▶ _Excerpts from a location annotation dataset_
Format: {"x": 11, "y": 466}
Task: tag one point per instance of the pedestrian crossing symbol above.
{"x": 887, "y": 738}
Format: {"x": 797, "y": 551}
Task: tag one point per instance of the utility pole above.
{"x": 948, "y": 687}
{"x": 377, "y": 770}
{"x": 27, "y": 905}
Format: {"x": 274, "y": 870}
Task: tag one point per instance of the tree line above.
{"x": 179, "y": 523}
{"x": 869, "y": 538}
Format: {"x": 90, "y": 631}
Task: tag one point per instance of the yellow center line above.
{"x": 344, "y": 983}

--

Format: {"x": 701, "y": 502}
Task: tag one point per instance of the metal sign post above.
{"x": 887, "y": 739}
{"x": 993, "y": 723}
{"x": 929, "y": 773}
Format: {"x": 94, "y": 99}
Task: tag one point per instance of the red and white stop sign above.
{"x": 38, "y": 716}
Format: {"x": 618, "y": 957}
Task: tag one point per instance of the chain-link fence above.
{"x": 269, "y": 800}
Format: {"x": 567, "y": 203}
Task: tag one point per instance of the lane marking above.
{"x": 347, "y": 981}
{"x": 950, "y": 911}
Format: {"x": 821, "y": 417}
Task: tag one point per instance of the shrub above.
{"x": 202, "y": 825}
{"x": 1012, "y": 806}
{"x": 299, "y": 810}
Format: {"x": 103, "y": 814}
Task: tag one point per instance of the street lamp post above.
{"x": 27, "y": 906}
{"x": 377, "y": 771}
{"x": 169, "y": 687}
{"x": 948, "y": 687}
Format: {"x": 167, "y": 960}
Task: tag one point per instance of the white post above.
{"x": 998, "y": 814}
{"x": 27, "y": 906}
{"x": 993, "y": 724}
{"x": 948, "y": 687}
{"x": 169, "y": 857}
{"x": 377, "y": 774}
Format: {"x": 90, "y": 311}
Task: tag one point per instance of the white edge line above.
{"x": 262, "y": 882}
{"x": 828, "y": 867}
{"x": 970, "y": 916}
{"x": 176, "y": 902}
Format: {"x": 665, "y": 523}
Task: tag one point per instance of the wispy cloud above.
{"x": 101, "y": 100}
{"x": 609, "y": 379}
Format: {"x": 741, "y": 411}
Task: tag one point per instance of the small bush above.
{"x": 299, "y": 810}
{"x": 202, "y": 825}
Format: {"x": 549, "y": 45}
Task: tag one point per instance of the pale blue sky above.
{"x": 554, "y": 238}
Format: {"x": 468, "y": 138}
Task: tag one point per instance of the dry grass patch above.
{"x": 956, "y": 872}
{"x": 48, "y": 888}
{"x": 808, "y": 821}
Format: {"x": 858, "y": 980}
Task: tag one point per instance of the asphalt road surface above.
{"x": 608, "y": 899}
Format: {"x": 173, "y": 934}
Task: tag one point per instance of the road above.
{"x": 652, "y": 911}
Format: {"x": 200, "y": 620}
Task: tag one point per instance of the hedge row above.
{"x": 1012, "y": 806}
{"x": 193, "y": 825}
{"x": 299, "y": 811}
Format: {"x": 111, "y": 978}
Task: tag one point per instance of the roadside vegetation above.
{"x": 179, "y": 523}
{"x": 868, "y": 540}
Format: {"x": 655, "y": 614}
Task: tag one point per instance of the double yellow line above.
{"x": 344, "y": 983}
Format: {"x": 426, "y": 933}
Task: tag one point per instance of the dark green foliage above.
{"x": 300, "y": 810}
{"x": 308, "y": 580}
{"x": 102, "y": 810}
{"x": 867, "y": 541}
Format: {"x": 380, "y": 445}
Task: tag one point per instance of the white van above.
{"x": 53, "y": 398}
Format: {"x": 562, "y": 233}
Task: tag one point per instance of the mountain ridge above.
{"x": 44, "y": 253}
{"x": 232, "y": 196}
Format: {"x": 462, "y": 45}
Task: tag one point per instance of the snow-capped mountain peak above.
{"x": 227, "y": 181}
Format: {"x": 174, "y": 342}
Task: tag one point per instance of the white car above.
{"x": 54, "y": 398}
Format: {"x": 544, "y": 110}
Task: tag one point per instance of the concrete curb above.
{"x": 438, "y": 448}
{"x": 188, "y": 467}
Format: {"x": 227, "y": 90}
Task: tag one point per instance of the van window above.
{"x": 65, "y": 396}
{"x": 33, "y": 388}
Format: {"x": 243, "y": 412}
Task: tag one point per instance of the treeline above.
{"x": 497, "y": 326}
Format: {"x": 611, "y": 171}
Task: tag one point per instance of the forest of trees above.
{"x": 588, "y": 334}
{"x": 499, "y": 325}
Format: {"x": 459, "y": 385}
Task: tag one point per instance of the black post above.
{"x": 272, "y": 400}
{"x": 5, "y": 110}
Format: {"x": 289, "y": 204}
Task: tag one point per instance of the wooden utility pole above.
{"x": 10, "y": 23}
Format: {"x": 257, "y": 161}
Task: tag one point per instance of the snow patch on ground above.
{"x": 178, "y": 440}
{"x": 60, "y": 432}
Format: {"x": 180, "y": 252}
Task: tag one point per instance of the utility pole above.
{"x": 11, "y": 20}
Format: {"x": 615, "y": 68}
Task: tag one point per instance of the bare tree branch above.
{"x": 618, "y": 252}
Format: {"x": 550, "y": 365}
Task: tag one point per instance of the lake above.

==

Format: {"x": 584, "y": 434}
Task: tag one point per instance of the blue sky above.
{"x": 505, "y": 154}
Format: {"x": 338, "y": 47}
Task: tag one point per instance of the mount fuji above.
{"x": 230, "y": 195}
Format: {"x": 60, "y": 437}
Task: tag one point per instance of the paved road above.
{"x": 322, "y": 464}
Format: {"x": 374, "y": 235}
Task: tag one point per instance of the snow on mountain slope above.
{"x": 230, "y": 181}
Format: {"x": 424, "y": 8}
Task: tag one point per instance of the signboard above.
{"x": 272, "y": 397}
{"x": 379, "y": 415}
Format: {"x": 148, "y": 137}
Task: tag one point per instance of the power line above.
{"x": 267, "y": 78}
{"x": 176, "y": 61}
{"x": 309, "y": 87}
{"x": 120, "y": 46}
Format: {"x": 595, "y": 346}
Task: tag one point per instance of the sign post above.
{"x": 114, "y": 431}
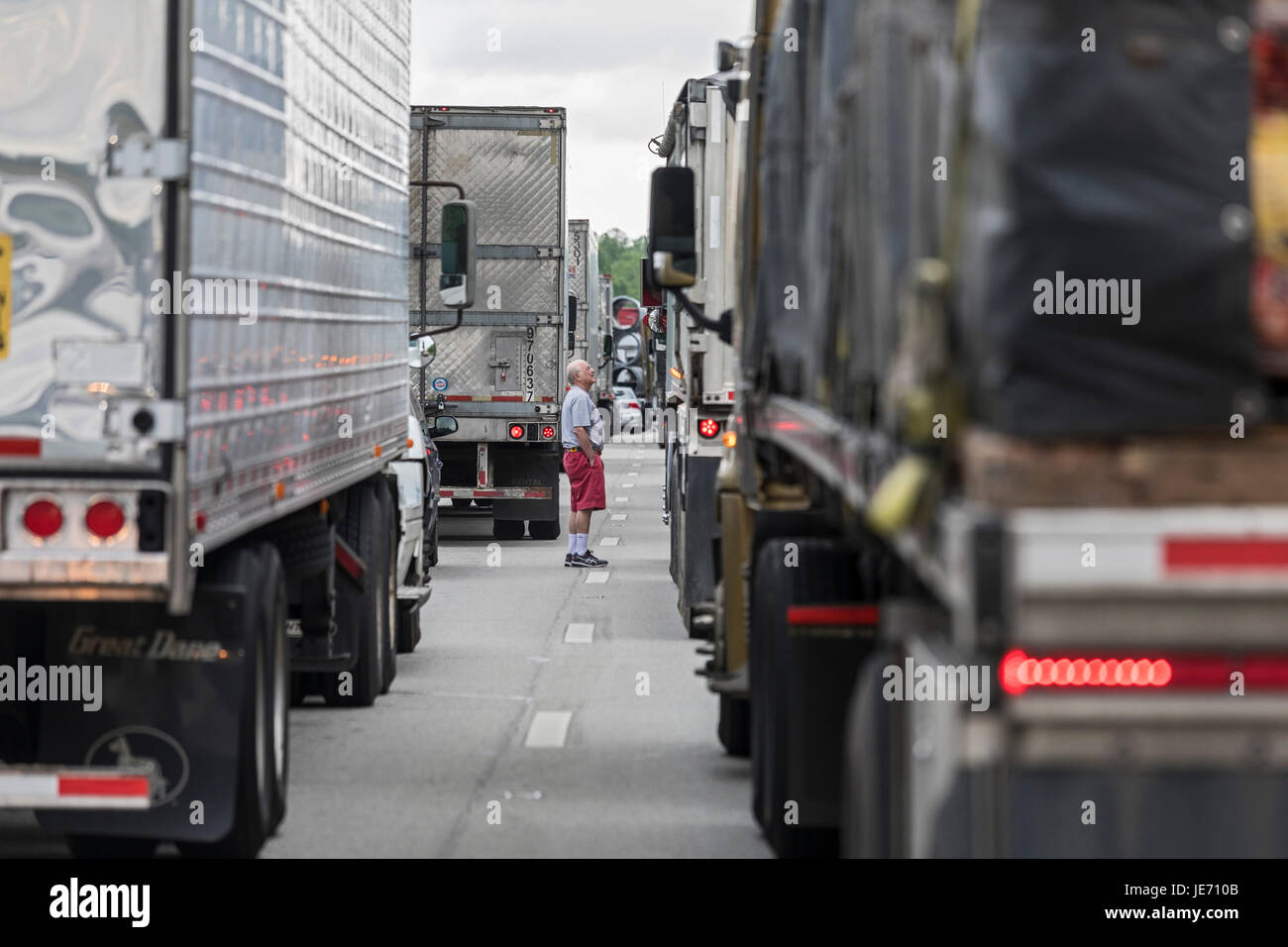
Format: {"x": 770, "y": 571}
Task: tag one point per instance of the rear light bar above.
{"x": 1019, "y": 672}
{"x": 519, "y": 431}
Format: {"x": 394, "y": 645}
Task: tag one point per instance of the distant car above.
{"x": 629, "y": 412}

▶ _SHORT EXERCISE_
Find each line in the rows above that contains the string "patch" and copy those lines out. Case counts.

▶ _TASK OUTPUT_
Task: tag one point per instance of the dry grass patch above.
Task: tag one point per instance of the snow patch on ground above.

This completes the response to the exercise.